SOURCE PASSAGE
================================

# JDRF Durham



## HOBIE (May 9, 2019)

There is a meet at Durham Uni for T1s in a few weeks.


----------



## HOBIE (May 10, 2019)

New college at Durham. Near Aycleheads  in June


----------



## HOBIE (May 10, 2019)

Prof Shaw is talking from Newcastle Uni


----------



## Matt Cycle (May 10, 2019)

This is the one Hobie.  Free event, just need to register.

https://jdrf.org.uk/event/type-1-discovery-evening-durham/


----------



## HOBIE (May 11, 2019)

Thank you Matt, That's the baby !  I have got my reg done. Professor Shaw puts a good show on & makes a lot of sense. (stem cells & trans- plants)


----------



## HOBIE (May 16, 2019)

I have got my friend registered too. I was diagnosed 1966 & him !960. Odd bod couple ?


----------



## rebrascora (May 28, 2019)

I haven't got the results of my Type 1 testing yet but wonder if it might be useful to me. It is only 25 mins away so pretty much on the doorstep. Will get in touch with my Practice nurse this week and see if they have an update on my results, so that I can then perhaps register for it.


----------



## HOBIE (May 29, 2019)

rebrascora said:


> I haven't got the results of my Type 1 testing yet but wonder if it might be useful to me. It is only 25 mins away so pretty much on the doorstep. Will get in touch with my Practice nurse this week and see if they have an update on my results, so that I can then perhaps register for it.


You Will learn something !. Good luck


----------



## HOBIE (Jun 11, 2019)

rebrascora said:


> I haven't got the results of my Type 1 testing yet but wonder if it might be useful to me. It is only 25 mins away so pretty much on the doorstep. Will get in touch with my Practice nurse this week and see if they have an update on my results, so that I can then perhaps register for it.


I can guarantee you will learn something, how was results rebrascora ?


----------



## rebrascora (Jun 11, 2019)

HOBIE said:


> I can guarantee you will learn something, how was results rebrascora ?


Hi HOBIE
Still not got results. Nurse is away on hols for 2 weeks. She has the result of one result.... could it have been peptides?.... last time I spoke to her which was borderline but she didn't really know enough to interpret what that meant and the antibody tests were not back but that was 3 weeks ago. I should just bite the bullet and sign up for this presentation anyway. Will it be OK to take a non diabetic along do you think.... my sister is very supportive and takes things in better than I do at such events but will have to check if she is free that evening.


----------



## HOBIE (Jun 12, 2019)

I am sure it will be ok. I am taking my mate (a lovely bloke who has been T1 since 1960)  remember "knowledge is king"


----------



## HOBIE (Jun 27, 2019)

What a superb event. Staff good & talks from Prof Shaw. Very informative. I was talking to positive young fella on the new Medtronic 740. He said it had changed his life


----------



## rebrascora (Jun 27, 2019)

Unfortunately I left it too late and all the places were taken. Pleased you found it useful.


----------

================================

TASKS AND EXERCISES
- A) Print the passage from the forum thread from "## HOBIE (Jun 27, 2019)" up to and including "rebrascora (Jun 27, 2019)".
- B) In the forum thread, why did rebrascora want to take a sister along to the Durham presentation?

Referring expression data
================================

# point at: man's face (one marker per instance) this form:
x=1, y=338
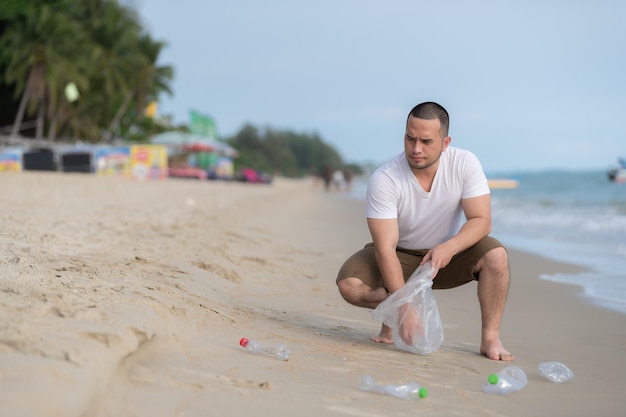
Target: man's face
x=423, y=143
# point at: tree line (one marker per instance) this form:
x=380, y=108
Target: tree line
x=100, y=51
x=286, y=153
x=83, y=69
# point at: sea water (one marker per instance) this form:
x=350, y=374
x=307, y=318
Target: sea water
x=575, y=217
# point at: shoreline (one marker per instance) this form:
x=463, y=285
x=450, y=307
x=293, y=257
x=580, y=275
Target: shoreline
x=126, y=298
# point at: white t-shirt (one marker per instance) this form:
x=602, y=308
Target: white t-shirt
x=425, y=219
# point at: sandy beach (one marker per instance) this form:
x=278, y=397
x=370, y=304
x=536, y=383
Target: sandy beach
x=122, y=298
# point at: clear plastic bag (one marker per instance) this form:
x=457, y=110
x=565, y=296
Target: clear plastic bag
x=414, y=298
x=556, y=372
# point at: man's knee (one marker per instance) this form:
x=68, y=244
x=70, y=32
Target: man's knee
x=349, y=289
x=496, y=260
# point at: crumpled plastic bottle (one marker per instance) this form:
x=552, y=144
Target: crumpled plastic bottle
x=279, y=351
x=509, y=379
x=555, y=372
x=409, y=391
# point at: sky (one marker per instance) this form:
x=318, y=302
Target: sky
x=530, y=85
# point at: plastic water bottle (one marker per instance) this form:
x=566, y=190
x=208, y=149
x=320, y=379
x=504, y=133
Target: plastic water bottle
x=556, y=372
x=509, y=379
x=409, y=391
x=280, y=351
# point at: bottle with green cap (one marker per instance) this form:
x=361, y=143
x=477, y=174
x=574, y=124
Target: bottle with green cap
x=509, y=379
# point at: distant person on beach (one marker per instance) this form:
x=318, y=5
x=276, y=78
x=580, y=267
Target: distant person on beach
x=430, y=203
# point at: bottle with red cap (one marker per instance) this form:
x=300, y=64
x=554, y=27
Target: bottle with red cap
x=279, y=351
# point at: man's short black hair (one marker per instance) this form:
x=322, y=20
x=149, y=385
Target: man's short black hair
x=430, y=110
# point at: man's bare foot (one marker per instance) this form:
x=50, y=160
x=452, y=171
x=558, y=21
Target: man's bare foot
x=495, y=351
x=385, y=335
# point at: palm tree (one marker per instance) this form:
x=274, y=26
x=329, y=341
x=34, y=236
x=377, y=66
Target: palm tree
x=149, y=80
x=34, y=47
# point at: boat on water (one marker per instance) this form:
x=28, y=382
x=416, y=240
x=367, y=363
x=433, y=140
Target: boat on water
x=618, y=174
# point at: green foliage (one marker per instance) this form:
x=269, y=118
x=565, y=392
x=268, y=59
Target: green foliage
x=285, y=153
x=100, y=46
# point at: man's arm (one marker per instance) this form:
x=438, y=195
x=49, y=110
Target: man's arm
x=478, y=225
x=385, y=236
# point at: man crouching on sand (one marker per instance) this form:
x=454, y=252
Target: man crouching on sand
x=415, y=207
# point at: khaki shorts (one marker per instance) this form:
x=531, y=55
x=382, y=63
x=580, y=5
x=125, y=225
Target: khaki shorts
x=362, y=265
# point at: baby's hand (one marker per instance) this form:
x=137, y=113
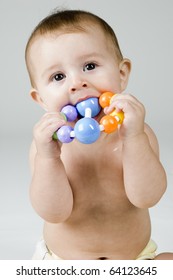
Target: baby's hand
x=134, y=114
x=43, y=131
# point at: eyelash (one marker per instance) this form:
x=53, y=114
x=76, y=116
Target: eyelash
x=89, y=64
x=59, y=79
x=61, y=76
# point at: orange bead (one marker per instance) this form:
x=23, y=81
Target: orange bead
x=104, y=99
x=109, y=123
x=120, y=116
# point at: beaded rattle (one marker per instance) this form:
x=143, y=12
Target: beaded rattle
x=87, y=130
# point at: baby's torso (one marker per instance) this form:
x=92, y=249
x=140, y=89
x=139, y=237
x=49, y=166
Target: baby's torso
x=103, y=223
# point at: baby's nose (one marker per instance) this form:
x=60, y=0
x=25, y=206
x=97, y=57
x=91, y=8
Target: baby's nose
x=77, y=85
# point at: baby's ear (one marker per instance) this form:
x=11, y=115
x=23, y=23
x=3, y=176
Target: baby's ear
x=36, y=97
x=125, y=68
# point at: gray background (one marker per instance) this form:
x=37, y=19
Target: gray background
x=144, y=29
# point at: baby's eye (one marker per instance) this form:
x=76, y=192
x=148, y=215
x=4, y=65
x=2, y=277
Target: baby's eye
x=89, y=66
x=58, y=77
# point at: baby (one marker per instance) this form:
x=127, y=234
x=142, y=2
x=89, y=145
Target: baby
x=94, y=198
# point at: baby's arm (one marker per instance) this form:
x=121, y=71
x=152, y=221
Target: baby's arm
x=50, y=191
x=144, y=176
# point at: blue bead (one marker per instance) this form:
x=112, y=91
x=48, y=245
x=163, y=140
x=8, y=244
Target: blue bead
x=87, y=130
x=91, y=103
x=63, y=134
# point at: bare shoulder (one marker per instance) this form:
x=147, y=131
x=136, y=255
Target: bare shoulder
x=32, y=154
x=152, y=139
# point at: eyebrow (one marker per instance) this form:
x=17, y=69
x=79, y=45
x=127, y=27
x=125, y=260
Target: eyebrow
x=82, y=57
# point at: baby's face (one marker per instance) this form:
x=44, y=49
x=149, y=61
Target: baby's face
x=73, y=66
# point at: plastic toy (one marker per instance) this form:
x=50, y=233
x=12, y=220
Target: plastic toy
x=87, y=129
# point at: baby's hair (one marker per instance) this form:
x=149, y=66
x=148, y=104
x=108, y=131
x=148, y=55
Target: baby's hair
x=69, y=21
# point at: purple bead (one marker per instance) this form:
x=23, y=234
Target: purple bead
x=91, y=103
x=87, y=130
x=70, y=112
x=63, y=134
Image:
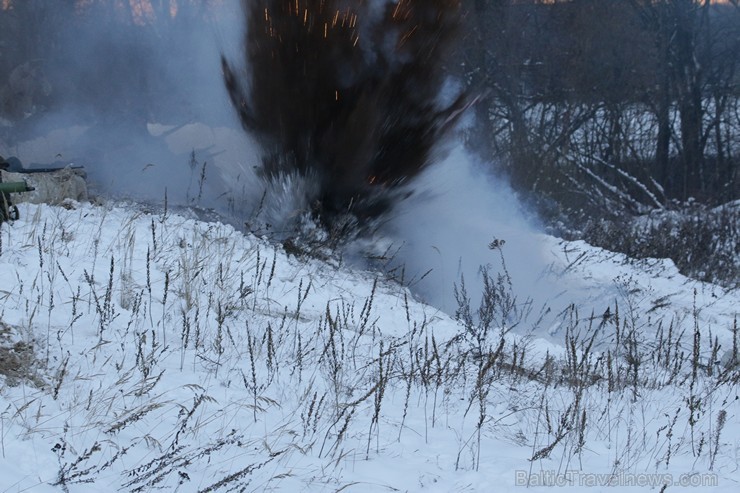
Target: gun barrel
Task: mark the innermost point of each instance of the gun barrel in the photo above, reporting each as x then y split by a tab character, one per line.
15	187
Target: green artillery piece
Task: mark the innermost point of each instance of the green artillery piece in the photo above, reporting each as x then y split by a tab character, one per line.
8	211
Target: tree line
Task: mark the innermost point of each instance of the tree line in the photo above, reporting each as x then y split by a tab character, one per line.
608	106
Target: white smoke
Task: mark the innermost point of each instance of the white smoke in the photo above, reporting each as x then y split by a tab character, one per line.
458	209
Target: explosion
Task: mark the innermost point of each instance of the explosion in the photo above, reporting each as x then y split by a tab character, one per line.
345	94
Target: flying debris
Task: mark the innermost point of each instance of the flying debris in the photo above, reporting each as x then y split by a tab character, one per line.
346	94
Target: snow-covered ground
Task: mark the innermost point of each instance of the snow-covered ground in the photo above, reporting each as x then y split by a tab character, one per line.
145	350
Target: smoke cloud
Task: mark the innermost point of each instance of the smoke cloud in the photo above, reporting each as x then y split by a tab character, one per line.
345	96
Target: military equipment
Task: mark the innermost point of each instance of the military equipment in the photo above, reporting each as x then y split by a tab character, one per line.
8	211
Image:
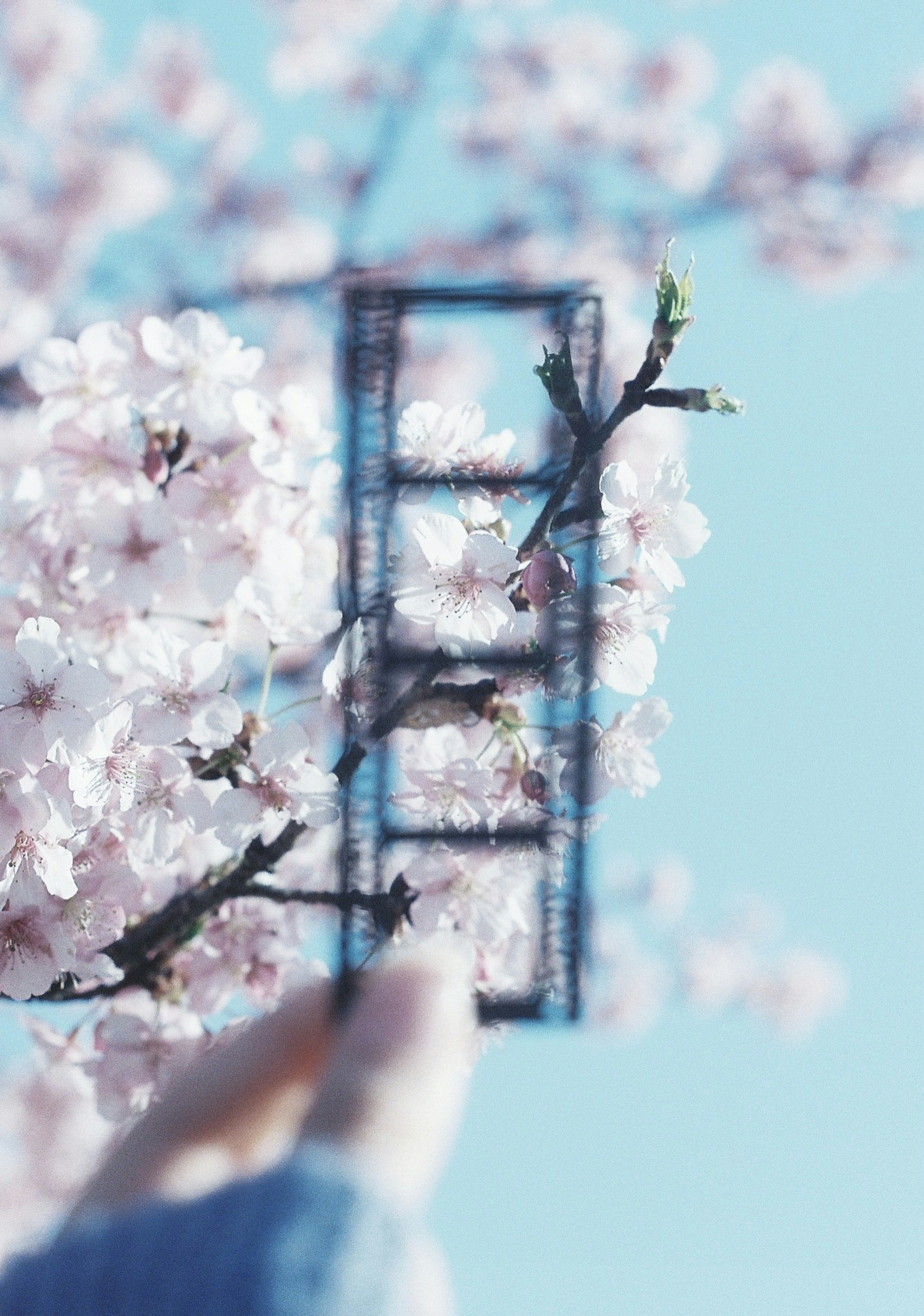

================================

WRITTEN RESPONSES
- A)
## HOBIE (Jun 27, 2019)

What a superb event. Staff good & talks from Prof Shaw. Very informative. I was talking to positive young fella on the new Medtronic 740. He said it had changed his life


----------



## rebrascora (Jun 27, 2019)

- B) The sister is very supportive and takes things in better than rebrascora does at such events.